Dataset entries
************

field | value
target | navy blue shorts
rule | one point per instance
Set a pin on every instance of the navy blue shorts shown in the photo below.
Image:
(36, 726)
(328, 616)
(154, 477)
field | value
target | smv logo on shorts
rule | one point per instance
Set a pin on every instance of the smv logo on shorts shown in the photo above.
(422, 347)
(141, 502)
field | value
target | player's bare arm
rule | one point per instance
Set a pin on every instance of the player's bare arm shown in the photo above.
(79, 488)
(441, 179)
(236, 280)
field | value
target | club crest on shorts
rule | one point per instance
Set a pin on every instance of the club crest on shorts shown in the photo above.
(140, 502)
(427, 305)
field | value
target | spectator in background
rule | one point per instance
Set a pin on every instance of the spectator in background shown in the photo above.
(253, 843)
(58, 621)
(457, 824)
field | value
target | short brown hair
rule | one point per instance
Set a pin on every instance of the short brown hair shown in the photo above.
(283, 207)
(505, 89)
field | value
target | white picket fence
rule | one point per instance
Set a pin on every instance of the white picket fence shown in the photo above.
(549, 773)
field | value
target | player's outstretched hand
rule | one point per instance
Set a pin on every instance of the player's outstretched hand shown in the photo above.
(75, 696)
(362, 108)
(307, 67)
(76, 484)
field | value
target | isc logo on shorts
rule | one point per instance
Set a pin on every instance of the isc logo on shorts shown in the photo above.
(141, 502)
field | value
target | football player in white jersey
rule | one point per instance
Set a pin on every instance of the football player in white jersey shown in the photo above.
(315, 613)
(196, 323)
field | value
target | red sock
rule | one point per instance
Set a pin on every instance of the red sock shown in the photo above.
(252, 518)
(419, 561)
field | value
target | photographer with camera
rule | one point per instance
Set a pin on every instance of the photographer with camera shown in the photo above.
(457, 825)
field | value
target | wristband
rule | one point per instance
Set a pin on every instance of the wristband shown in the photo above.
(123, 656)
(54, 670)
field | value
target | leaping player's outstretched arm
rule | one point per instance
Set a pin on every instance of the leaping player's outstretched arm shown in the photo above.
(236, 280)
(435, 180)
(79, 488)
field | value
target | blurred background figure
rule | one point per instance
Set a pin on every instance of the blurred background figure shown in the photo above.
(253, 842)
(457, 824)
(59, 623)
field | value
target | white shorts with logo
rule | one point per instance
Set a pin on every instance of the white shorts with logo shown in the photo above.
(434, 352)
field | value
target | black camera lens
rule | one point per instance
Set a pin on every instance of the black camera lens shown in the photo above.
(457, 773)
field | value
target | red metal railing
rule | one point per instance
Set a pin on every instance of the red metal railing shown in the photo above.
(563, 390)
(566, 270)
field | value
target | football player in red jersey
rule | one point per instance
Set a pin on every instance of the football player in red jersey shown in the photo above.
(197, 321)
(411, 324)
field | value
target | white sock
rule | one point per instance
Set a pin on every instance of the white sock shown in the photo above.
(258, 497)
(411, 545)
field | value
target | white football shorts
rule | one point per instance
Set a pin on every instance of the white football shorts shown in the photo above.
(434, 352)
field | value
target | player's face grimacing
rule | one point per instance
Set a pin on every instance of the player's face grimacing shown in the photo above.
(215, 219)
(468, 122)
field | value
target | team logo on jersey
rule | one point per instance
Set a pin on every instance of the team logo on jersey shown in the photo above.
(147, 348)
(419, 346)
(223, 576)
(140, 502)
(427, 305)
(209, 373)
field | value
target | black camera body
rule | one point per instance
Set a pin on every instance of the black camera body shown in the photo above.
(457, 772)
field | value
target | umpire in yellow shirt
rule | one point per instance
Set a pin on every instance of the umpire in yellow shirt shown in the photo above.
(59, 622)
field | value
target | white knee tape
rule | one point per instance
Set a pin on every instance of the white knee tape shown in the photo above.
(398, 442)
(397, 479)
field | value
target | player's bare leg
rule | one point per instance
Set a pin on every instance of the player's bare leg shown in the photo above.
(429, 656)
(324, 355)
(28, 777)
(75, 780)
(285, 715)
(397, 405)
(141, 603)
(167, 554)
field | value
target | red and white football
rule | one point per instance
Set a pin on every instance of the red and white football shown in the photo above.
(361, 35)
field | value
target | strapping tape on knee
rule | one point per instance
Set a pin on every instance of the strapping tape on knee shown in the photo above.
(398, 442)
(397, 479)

************

● Instructions to follow
Nothing should be dropped or changed, so repeat all of the entries exactly.

● Answer
field | value
target | navy blue shorts
rule | one point per instance
Set a pin on every instance of the navy blue shorts shown in the photo below.
Image:
(36, 726)
(328, 616)
(154, 477)
field | value
target | smv logo on shorts
rule | one point per instance
Set a pin on every instance of the smv logo on shorts shown in the photo above.
(422, 347)
(141, 502)
field | value
target | player's bare arm
rule | one point per instance
Set a pin on every instance of the player's bare arm shown in the photo above.
(79, 488)
(441, 179)
(236, 280)
field | value
target | club crest on shorts
rule | one point per instance
Set a pin on every instance of the club crest on shorts shown in the photo above.
(140, 502)
(427, 305)
field | value
target | spectator in background
rule | one point per instance
Set a pin on every instance of the spectator in background shown in the photo above.
(253, 843)
(58, 621)
(457, 824)
field | value
target | short brown hair
rule | one point per instance
Set a pin on every instance of the short brown hair shown in the photo above.
(283, 207)
(505, 89)
field | value
target | white picket fence
rule | one point per instance
Set a pin on every instance of the white picket fence shown in the photo above.
(549, 773)
field | value
target | player's outstretched hand
rule | one point per instance
Set a pin on every instance of the player's outstretched hand shown in the photo above.
(75, 696)
(362, 108)
(307, 67)
(76, 484)
field | value
target | isc logo on shorts
rule | one point per instance
Set a pin on every instance of the isc logo on shorts shown in the photo above.
(141, 502)
field | value
target | football player in white jersey
rule | one point per instance
Set a pin on every instance of the football player in white jersey shown in the photo above.
(315, 613)
(196, 323)
field | value
target | red sock
rule | one point per instance
Set a pin on every instance of the red sock shown in the photo above.
(252, 518)
(419, 561)
field | value
target | photographer with camera
rule | one point per instance
Set a pin on every instance of the photographer with camera shown in the photo above.
(457, 825)
field | value
target | wristband
rule | one point per instance
Set a pin on every instance of the wristband shown in the photo above.
(123, 656)
(54, 670)
field | value
target | leaping player's outstretched arm
rule | one point per instance
Set a pin on every instance of the leaping player's outstretched arm shown in the photo above.
(236, 280)
(435, 180)
(79, 488)
field | value
target | blurred background figure
rule | one point per instance
Set a pin on every instance of the blurred background figure shown in the photo above.
(253, 842)
(457, 824)
(59, 623)
field | value
target | white shorts with logo
rule | one point per instance
Set a pin on every instance of the white shorts with logo shown in the photo above.
(434, 352)
field | value
target | black camera lens
rule | one point per instance
Set a pin on every instance of the black camera lens shown in the photo above.
(457, 773)
field | value
target | red metal railing
rule | one point per instance
Set a pin on every instance of the red metal railing shown in the photo above.
(563, 390)
(566, 270)
field | value
target | football player in red jersey
rule | one point per instance
Set a pin on every instance of the football player in red jersey shown in the photo above.
(197, 321)
(411, 324)
field | value
target | white sock
rule | one point per instance
Set a pin on every instance of the white sock shown in the photo above.
(258, 497)
(411, 545)
field | value
target | white football shorts
rule | one point per instance
Set a pin on every instance of the white football shorts shown in the photo above.
(434, 352)
field | value
target | player's face grimacing
rule | one point per instance
Set a pin on every instance of the player's face grimacing shown in the photo above.
(215, 219)
(468, 122)
field | value
target | team logo on jersey
rule | one point per instance
Set a pin on every instance of the team logo on jersey shown in the photo above.
(147, 348)
(419, 346)
(223, 576)
(140, 502)
(427, 305)
(209, 373)
field | value
target | black camera body
rule | one point per instance
Set a pin on every instance of the black camera body shown in the photo above.
(457, 772)
field | value
target | umpire in yellow shirt
rule | one point per instance
Set a pin on every instance of the umpire in yellow shirt shown in the photo above.
(59, 622)
field | value
target | white knee tape
rule | one point per instance
Set a pin on every instance of the white knee tape shown in the photo above.
(398, 442)
(397, 479)
field | value
target | player's bare leg
rule | one point per instance
Set a pin on every instance of the player's bare leg shown in the photo above.
(429, 656)
(324, 355)
(28, 777)
(75, 780)
(285, 715)
(397, 405)
(141, 603)
(167, 554)
field | value
target | red and white football
rule | one point per instance
Set a pin on every instance of the red and white football shown in the photo above.
(361, 35)
field | value
target | strapping tape on knee
rule | one point per instance
Set a pin on every instance of the strapping tape on knee shown in the photo above.
(398, 442)
(397, 479)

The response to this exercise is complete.